▶ **Written request 1**:
Can you set down the full text on Canada's hate speech laws, word for word?

▶ **Excerpted text**:
————————

Thus we need wise and learned and truly disinterested judges, and not pre-programmed ones. But as soon as you have a hate speech law, you must politicize the judiciary, because how else than by following the political winds are judges to know where is the line between speech that is grudgingly acceptable to the "mainstream" (elite) and speech that must be condemned as hateful and punishable?

I would not make it a general rule, for all times and all places, that the lesser of evils will always be to strictly minimize the number of permissible limits on freedom of expression (e.g. laws against defamation, fraud, incitement to violence) but I think it certainly applies to a prosperous, modern, well educated, mostly peaceful country like Canada.

In Canada, the vast majority of people would never have heard of Doug Christie or his litany of clients if it had not been for our hate speech laws. That is because in the post-1960s context, these people are rather out of time and place, and they just don't have the ideas, money, influence, charisma, or anything, to get a lot of attention. And despite the fear mongering that goes on around such questions, I challenge anyone to provide a realistic futuristic scenario in which my claim would turn out false.

That's not to say that what is yet unimaginable will not come about. History is but an unfolding of revelations and experiences that are unimaginable, until they happen. If one day, Canada finds itself on the knife edge of violent racial, religious, or other conflict, maybe it will be best to have a government that places some restrictions on public speech.

But that is not Canada today and it seems much more likely that we will avoid the risk of building up great social blocks in conflict with each other if we accent individual rights and not "group rights" (e.g. the "right" not to be deeply offended based on one's group identity). In Canada today, people who resentfully provoke social divisions, without any kind of serious intellectual justification in truth or reason (as recognized by the highly competitive and demanding free market in ideas) are quickly marginalized by most all involved in the marketplace, e.g. in the endless seas of the internet, and especially by polite, connected, and influential people. The terminally resentful are left to grumble to a few other lonely losers. And that is how it should be. They become more resentful and dangerous when they have to fight the state.

————————

▶ **Supplied material**:
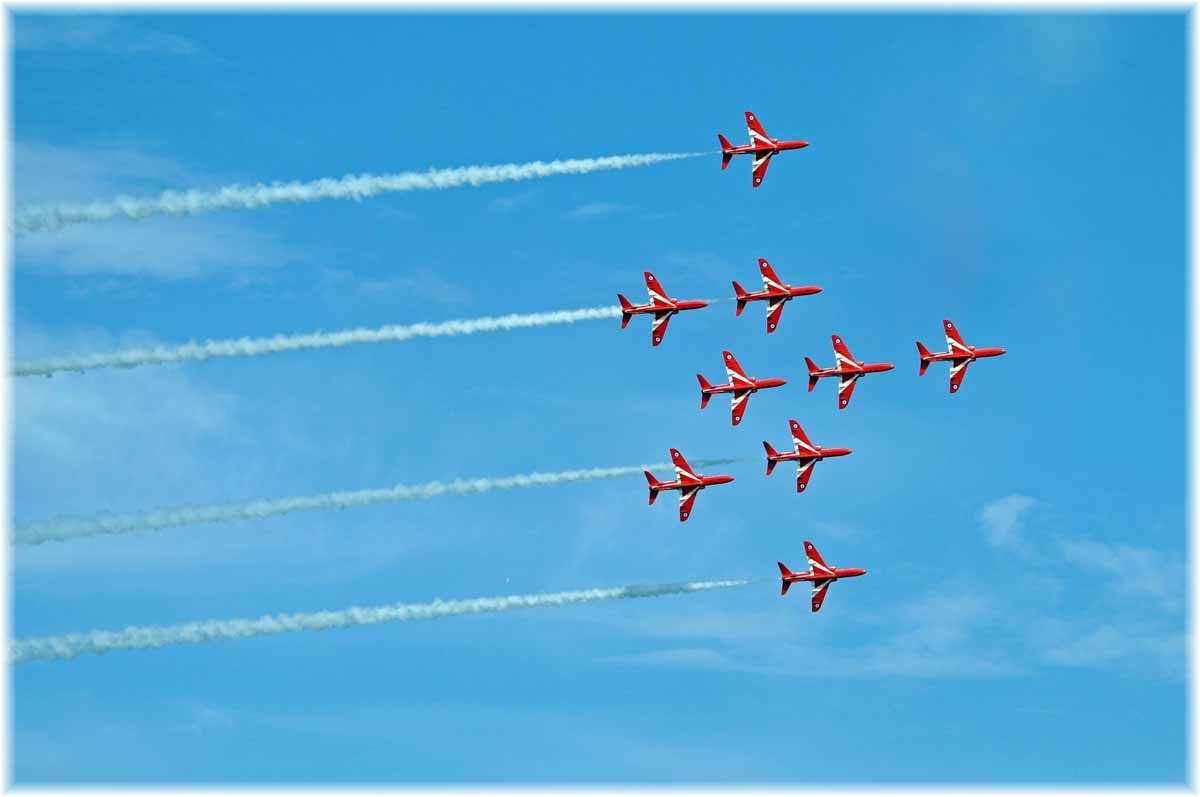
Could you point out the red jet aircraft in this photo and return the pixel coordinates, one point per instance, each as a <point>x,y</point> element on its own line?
<point>762,147</point>
<point>688,483</point>
<point>807,455</point>
<point>958,353</point>
<point>661,305</point>
<point>739,384</point>
<point>847,370</point>
<point>774,293</point>
<point>820,574</point>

————————

▶ **Written request 2**:
Could you output every line of the records above as a Markdown table with the columns Row and Line, numbering each row, skipping blank lines, and leaving out the pictures?

▶ **Expected output 1**:
Thus we need wise and learned and truly disinterested judges, and not pre-programmed ones. But as soon as you have a hate speech law, you must politicize the judiciary, because how else than by following the political winds are judges to know where is the line between speech that is grudgingly acceptable to the "mainstream" (elite) and speech that must be condemned as hateful and punishable?

I would not make it a general rule, for all times and all places, that the lesser of evils will always be to strictly minimize the number of permissible limits on freedom of expression (e.g. laws against defamation, fraud, incitement to violence) but I think it certainly applies to a prosperous, modern, well educated, mostly peaceful country like Canada.

In Canada, the vast majority of people would never have heard of Doug Christie or his litany of clients if it had not been for our hate speech laws. That is because in the post-1960s context, these people are rather out of time and place, and they just don't have the ideas, money, influence, charisma, or anything, to get a lot of attention. And despite the fear mongering that goes on around such questions, I challenge anyone to provide a realistic futuristic scenario in which my claim would turn out false.

That's not to say that what is yet unimaginable will not come about. History is but an unfolding of revelations and experiences that are unimaginable, until they happen. If one day, Canada finds itself on the knife edge of violent racial, religious, or other conflict, maybe it will be best to have a government that places some restrictions on public speech.

But that is not Canada today and it seems much more likely that we will avoid the risk of building up great social blocks in conflict with each other if we accent individual rights and not "group rights" (e.g. the "right" not to be deeply offended based on one's group identity). In Canada today, people who resentfully provoke social divisions, without any kind of serious intellectual justification in truth or reason (as recognized by the highly competitive and demanding free market in ideas) are quickly marginalized by most all involved in the marketplace, e.g. in the endless seas of the internet, and especially by polite, connected, and influential people. The terminally resentful are left to grumble to a few other lonely losers. And that is how it should be. They become more resentful and dangerous when they have to fight the state.

▶ **Expected output 2**:
| Row | Line |
|---|---|
| 1 | Could you point out the red jet aircraft in this photo and return the pixel coordinates, one point per instance, each as a <point>x,y</point> element on its own line? |
| 2 | <point>762,147</point> |
| 3 | <point>688,483</point> |
| 4 | <point>807,455</point> |
| 5 | <point>958,353</point> |
| 6 | <point>661,305</point> |
| 7 | <point>739,384</point> |
| 8 | <point>847,370</point> |
| 9 | <point>774,293</point> |
| 10 | <point>820,574</point> |